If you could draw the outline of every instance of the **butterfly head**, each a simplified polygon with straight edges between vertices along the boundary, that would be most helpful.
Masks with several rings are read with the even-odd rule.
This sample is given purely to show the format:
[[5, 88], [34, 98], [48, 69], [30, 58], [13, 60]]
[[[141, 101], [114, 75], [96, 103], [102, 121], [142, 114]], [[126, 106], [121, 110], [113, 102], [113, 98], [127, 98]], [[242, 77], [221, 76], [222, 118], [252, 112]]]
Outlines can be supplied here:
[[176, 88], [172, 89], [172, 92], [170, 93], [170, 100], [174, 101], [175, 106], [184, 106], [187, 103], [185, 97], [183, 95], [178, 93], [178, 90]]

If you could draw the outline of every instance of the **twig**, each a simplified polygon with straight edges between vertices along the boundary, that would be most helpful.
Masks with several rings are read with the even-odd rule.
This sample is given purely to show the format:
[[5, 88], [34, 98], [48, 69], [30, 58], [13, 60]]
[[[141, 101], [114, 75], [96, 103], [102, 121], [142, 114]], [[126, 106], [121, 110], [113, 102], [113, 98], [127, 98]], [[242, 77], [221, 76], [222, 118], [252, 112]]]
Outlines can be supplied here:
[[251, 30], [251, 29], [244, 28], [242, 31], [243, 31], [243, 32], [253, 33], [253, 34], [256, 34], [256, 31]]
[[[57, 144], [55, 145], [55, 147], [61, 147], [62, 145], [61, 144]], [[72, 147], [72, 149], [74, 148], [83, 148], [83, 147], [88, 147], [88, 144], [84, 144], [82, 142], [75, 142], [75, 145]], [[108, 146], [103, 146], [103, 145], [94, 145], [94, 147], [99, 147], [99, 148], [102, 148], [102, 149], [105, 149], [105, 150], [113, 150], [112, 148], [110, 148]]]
····················
▶ **연습 과제**
위 기록의 모든 줄을 빈 줄은 빼고 번호를 매긴 목록으로 제시하세요.

▶ **과제 결과**
1. If you could draw the outline of every instance of the **butterfly head**, each a simplified polygon with straight edges between vertices along the boundary, that would be most helpful.
2. Masks with several rings are read with the even-odd rule.
3. This sample is given purely to show the format:
4. [[5, 88], [34, 98], [48, 69], [30, 58], [13, 60]]
5. [[[141, 101], [114, 75], [96, 103], [102, 121], [142, 114]], [[126, 106], [121, 110], [113, 102], [113, 98], [127, 98]], [[242, 77], [221, 76], [222, 118], [252, 112]]]
6. Outlines can be supplied here:
7. [[176, 88], [172, 89], [172, 92], [170, 93], [170, 100], [174, 101], [175, 106], [184, 106], [187, 103], [185, 97], [183, 95], [178, 93], [178, 90]]
8. If you could draw the outline of every instance of the **twig**, each a simplified polygon with straight edges between vertices along the boundary, that would be most helpful.
9. Masks with several rings are read with the even-odd rule.
10. This sample is given purely to show the format:
11. [[5, 88], [34, 98], [48, 69], [30, 58], [13, 60]]
12. [[[141, 101], [114, 75], [96, 103], [102, 121], [142, 114]], [[126, 106], [121, 110], [113, 102], [113, 98], [127, 98]], [[242, 77], [221, 76], [222, 118], [252, 112]]]
13. Outlines can be supplied here:
14. [[251, 30], [251, 29], [244, 28], [242, 31], [243, 31], [243, 32], [253, 33], [253, 34], [256, 34], [256, 31]]
15. [[[57, 144], [55, 145], [55, 147], [61, 147], [62, 145], [61, 144]], [[72, 147], [72, 149], [74, 148], [83, 148], [83, 147], [88, 147], [88, 144], [84, 144], [82, 142], [75, 142], [75, 145]], [[108, 146], [103, 146], [103, 145], [94, 145], [94, 147], [99, 147], [99, 148], [102, 148], [102, 149], [105, 149], [105, 150], [113, 150], [112, 148], [110, 148]]]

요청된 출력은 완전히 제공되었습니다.